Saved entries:
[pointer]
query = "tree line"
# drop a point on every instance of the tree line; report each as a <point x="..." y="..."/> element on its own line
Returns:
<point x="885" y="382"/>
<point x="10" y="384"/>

== What is required ==
Please transcribe all of the records, keeping every line exactly as it is.

== Written answer ==
[pointer]
query = "tree line"
# drop a point on every instance of the tree line; report each as a <point x="..." y="..."/> element on its own line
Returns:
<point x="885" y="382"/>
<point x="10" y="384"/>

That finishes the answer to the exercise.